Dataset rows

□ □ □

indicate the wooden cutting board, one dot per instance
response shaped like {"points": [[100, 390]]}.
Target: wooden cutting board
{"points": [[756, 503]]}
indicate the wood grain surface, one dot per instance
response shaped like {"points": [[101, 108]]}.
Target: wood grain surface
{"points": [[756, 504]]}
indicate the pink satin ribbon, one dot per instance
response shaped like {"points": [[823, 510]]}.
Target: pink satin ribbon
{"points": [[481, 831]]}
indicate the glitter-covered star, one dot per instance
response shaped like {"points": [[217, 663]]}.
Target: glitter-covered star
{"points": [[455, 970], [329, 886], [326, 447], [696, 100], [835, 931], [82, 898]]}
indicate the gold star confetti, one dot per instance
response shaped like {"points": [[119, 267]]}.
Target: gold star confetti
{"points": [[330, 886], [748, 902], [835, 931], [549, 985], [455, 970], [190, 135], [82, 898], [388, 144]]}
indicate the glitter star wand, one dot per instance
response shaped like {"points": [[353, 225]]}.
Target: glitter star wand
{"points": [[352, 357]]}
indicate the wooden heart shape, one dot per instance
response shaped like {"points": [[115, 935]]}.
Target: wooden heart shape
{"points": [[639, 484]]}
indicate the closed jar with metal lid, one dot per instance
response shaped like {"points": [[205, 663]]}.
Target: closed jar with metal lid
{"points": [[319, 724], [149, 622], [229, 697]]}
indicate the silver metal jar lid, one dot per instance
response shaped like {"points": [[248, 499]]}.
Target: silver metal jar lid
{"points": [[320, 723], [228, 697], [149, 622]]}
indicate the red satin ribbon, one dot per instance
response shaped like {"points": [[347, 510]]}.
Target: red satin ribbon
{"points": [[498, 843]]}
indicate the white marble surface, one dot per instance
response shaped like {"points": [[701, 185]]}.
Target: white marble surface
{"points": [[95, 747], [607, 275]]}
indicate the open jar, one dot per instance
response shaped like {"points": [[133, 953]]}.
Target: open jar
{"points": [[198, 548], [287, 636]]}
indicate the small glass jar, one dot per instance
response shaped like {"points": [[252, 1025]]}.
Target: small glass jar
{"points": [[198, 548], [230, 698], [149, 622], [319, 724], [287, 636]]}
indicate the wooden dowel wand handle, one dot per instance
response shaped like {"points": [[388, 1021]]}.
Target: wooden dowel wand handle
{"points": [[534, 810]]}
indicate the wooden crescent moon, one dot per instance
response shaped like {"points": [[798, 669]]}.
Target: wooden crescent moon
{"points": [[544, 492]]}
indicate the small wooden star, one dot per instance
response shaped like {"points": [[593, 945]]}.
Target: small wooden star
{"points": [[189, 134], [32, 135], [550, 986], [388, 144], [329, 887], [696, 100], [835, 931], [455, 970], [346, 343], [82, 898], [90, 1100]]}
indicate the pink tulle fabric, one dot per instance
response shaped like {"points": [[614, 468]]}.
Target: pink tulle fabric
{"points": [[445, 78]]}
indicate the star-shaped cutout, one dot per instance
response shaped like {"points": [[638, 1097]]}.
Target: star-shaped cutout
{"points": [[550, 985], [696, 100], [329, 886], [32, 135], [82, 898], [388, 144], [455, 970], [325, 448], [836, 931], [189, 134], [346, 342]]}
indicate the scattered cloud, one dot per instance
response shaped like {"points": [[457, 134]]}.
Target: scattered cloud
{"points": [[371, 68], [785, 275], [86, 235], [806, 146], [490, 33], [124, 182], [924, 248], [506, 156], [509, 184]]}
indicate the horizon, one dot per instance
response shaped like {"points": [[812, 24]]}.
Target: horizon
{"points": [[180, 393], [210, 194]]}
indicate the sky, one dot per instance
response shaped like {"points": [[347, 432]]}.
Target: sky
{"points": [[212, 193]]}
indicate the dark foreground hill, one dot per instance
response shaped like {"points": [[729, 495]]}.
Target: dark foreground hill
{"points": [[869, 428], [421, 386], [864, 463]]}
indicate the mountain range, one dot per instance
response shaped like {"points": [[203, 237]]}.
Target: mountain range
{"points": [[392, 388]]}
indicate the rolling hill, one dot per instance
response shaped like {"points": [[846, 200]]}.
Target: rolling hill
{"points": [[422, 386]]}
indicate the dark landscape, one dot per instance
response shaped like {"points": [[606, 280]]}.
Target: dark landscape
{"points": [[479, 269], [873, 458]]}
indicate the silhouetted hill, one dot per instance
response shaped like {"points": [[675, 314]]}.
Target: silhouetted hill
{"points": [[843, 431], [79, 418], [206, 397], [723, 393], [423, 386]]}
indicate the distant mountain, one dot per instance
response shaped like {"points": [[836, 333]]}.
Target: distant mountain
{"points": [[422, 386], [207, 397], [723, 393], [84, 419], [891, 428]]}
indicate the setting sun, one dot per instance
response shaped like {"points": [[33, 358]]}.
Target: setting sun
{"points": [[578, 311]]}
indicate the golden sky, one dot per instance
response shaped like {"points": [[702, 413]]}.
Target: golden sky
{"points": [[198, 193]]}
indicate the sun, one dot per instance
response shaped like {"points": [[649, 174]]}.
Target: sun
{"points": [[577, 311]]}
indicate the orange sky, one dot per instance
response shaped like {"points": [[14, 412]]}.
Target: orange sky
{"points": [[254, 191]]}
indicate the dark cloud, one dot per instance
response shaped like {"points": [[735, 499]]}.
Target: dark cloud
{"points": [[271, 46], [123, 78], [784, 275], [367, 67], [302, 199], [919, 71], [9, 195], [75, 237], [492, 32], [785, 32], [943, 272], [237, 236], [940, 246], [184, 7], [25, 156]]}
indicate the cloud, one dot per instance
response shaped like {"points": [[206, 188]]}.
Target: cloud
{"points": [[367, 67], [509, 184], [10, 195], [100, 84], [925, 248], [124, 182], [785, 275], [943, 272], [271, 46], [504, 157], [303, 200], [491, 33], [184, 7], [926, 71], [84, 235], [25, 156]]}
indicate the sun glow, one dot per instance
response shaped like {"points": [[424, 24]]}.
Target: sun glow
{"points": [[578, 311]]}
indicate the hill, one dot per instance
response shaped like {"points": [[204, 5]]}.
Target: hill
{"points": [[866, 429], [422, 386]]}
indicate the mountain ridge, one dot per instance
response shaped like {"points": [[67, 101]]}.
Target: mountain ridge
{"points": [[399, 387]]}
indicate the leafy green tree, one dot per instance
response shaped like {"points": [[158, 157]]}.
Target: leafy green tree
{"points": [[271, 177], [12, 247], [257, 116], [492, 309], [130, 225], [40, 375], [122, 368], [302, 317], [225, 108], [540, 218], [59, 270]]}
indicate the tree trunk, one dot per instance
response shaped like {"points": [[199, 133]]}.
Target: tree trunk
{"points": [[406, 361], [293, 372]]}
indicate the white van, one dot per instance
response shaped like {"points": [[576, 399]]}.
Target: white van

□ □ □

* [Task instructions]
Format the lines of the records above as a JSON list of strings, with one string per line and blank lines omitted.

* [Answer to this exercise]
[
  "indicate the wooden cutting board, one dot per instance",
  "response shaped like {\"points\": [[100, 390]]}.",
  "Target: wooden cutting board",
  "{\"points\": [[756, 503]]}",
  "indicate the wood grain surface, one dot per instance",
  "response shaped like {\"points\": [[101, 108]]}.",
  "Target: wood grain surface",
  "{\"points\": [[756, 504]]}",
  "indicate the pink satin ribbon, one dot per instance",
  "response shaped like {\"points\": [[823, 510]]}.",
  "Target: pink satin ribbon",
  "{\"points\": [[481, 831]]}",
  "indicate the glitter-covered star, one dot per instance",
  "response shaped like {\"points\": [[217, 663]]}.",
  "Target: glitter-covered star",
  "{\"points\": [[455, 970], [329, 886], [326, 447], [696, 100], [835, 931], [82, 898]]}",
  "indicate the gold star confetti, one dot per instance",
  "response shaped like {\"points\": [[119, 267]]}.",
  "Target: gold star confetti",
  "{\"points\": [[330, 886], [748, 902], [835, 931], [549, 985], [455, 970], [190, 135], [82, 898], [388, 144]]}",
  "indicate the glitter star wand, one dot per instance",
  "response shaped like {\"points\": [[353, 225]]}.",
  "Target: glitter star wand",
  "{\"points\": [[352, 357]]}",
  "indicate the wooden heart shape, one dot per instance",
  "response shaped like {\"points\": [[115, 935]]}.",
  "Target: wooden heart shape",
  "{\"points\": [[639, 484]]}",
  "indicate the closed jar with metal lid, one dot per instance",
  "response shaped like {\"points\": [[205, 663]]}.",
  "Target: closed jar with metal lid",
  "{\"points\": [[319, 724], [149, 622], [229, 697]]}",
  "indicate the silver metal jar lid, one dot per instance",
  "response shaped like {\"points\": [[248, 499]]}.",
  "Target: silver metal jar lid",
  "{\"points\": [[320, 723], [228, 697], [149, 622]]}",
  "indicate the red satin ribbon, one dot per instance",
  "response shaped like {\"points\": [[347, 510]]}.",
  "Target: red satin ribbon",
  "{\"points\": [[498, 843]]}",
  "indicate the white marble surface, one dot per instance",
  "response shaped like {\"points\": [[701, 185]]}.",
  "Target: white marble surface",
  "{\"points\": [[95, 747], [607, 275]]}",
  "indicate the open jar, one dot per instance",
  "response shaped like {\"points\": [[133, 953]]}.",
  "Target: open jar",
  "{\"points\": [[198, 548], [287, 636]]}",
  "indicate the small glass jar, one dot per instance",
  "response shaped like {\"points\": [[252, 1025]]}.",
  "Target: small glass jar",
  "{\"points\": [[198, 548], [230, 698], [149, 622], [319, 724], [287, 636]]}",
  "indicate the wooden dowel wand handle, one dot per instance",
  "response shaped like {\"points\": [[388, 1021]]}.",
  "Target: wooden dowel wand handle",
  "{\"points\": [[534, 810]]}",
  "indicate the wooden crescent moon, one dot per instance",
  "response shaped like {\"points\": [[798, 669]]}.",
  "Target: wooden crescent moon",
  "{\"points\": [[544, 492]]}",
  "indicate the small wooden star, one dot per instance",
  "response shaped like {\"points\": [[593, 945]]}.",
  "Target: small wooden star",
  "{\"points\": [[189, 134], [32, 135], [550, 986], [388, 144], [329, 887], [696, 100], [835, 931], [455, 970], [346, 343], [82, 898], [90, 1100]]}",
  "indicate the pink tulle fabric, one dot per instance",
  "response shaped like {\"points\": [[614, 468]]}.",
  "Target: pink tulle fabric",
  "{\"points\": [[445, 78]]}",
  "indicate the star-shaped cutout, one dot per instance",
  "response shaped like {\"points\": [[638, 1097]]}.",
  "Target: star-shaped cutout",
  "{\"points\": [[550, 985], [696, 100], [329, 886], [32, 135], [82, 898], [388, 144], [455, 970], [325, 448], [836, 931], [189, 134], [346, 342]]}",
  "indicate the scattered cloud, one dot per instance",
  "response shaped like {\"points\": [[457, 134]]}.",
  "Target: scattered cloud",
  "{\"points\": [[371, 68], [785, 275], [86, 235], [806, 146], [490, 33], [124, 182], [924, 248], [506, 156], [509, 184]]}",
  "indicate the horizon, one dot per instance",
  "response shaped like {\"points\": [[812, 24]]}.",
  "Target: horizon",
  "{\"points\": [[180, 393], [210, 194]]}",
  "indicate the sky, one dot per instance",
  "response shaped like {\"points\": [[347, 432]]}.",
  "Target: sky",
  "{\"points\": [[212, 193]]}",
  "indicate the dark foreground hill, one dot per instance",
  "response shaped like {\"points\": [[729, 495]]}.",
  "Target: dark foreground hill",
  "{\"points\": [[869, 428], [421, 386], [864, 463]]}",
  "indicate the mountain range, one dot per instance",
  "response shaped like {\"points\": [[203, 237]]}.",
  "Target: mountain range",
  "{\"points\": [[392, 388]]}",
  "indicate the rolling hill, one dot per instance",
  "response shaped like {\"points\": [[846, 200]]}.",
  "Target: rolling hill",
  "{\"points\": [[422, 386]]}",
  "indicate the dark landscape, one dot per instance",
  "response shaped like {\"points\": [[606, 280]]}.",
  "Target: dark landscape",
  "{\"points\": [[479, 269], [873, 458]]}",
  "indicate the silhouetted hill, one dot per instance",
  "response shaped like {\"points\": [[675, 314]]}.",
  "Target: silhouetted hill",
  "{\"points\": [[843, 431], [79, 418], [206, 397], [723, 393], [423, 386]]}",
  "indicate the distant mountain, one dot per instance",
  "response shaped like {\"points\": [[836, 333]]}.",
  "Target: distant mountain",
  "{\"points\": [[422, 386], [207, 397], [723, 393], [84, 419], [891, 428]]}",
  "indicate the setting sun, one dot per instance",
  "response shaped like {\"points\": [[33, 358]]}.",
  "Target: setting sun",
  "{\"points\": [[578, 311]]}",
  "indicate the golden sky, one dot per instance",
  "response shaped like {\"points\": [[702, 413]]}.",
  "Target: golden sky",
  "{\"points\": [[198, 193]]}",
  "indicate the sun, one dot per instance",
  "response shaped like {\"points\": [[649, 174]]}.",
  "Target: sun",
  "{\"points\": [[577, 311]]}",
  "indicate the orange sky, one dot per instance",
  "response shaped like {\"points\": [[14, 412]]}.",
  "Target: orange sky",
  "{\"points\": [[254, 191]]}",
  "indicate the dark cloud, one dot per instance",
  "response shaped like {\"points\": [[735, 499]]}.",
  "Target: dark cloud",
  "{\"points\": [[271, 46], [123, 78], [784, 275], [367, 67], [302, 199], [919, 71], [9, 195], [75, 237], [492, 32], [785, 32], [943, 272], [237, 236], [940, 246], [184, 7], [25, 156]]}",
  "indicate the cloud, one dot per instance",
  "response shaped like {\"points\": [[206, 188]]}.",
  "Target: cloud",
  "{\"points\": [[367, 67], [509, 184], [10, 195], [100, 84], [925, 248], [124, 182], [785, 275], [943, 272], [271, 46], [504, 157], [303, 200], [491, 33], [184, 7], [926, 71], [84, 235], [25, 156]]}",
  "indicate the sun glow, one dot per instance",
  "response shaped like {\"points\": [[424, 24]]}.",
  "Target: sun glow",
  "{\"points\": [[578, 311]]}",
  "indicate the hill, one dot per instance",
  "response shaped like {\"points\": [[204, 5]]}.",
  "Target: hill",
  "{\"points\": [[866, 429], [422, 386]]}",
  "indicate the mountain ridge, one dot per instance",
  "response shaped like {\"points\": [[67, 101]]}.",
  "Target: mountain ridge",
  "{\"points\": [[399, 387]]}",
  "indicate the leafy green tree, one dot per instance",
  "response shaped like {\"points\": [[158, 157]]}.",
  "Target: leafy green tree",
  "{\"points\": [[271, 177], [12, 247], [257, 116], [492, 309], [130, 225], [40, 375], [122, 368], [302, 317], [225, 108], [540, 218], [59, 270]]}",
  "indicate the tree trunk, one dot per instance",
  "response shaped like {\"points\": [[199, 133]]}.",
  "Target: tree trunk",
  "{\"points\": [[406, 361], [293, 372]]}",
  "indicate the white van, one dot per instance",
  "response shaped like {\"points\": [[576, 399]]}.",
  "Target: white van"
]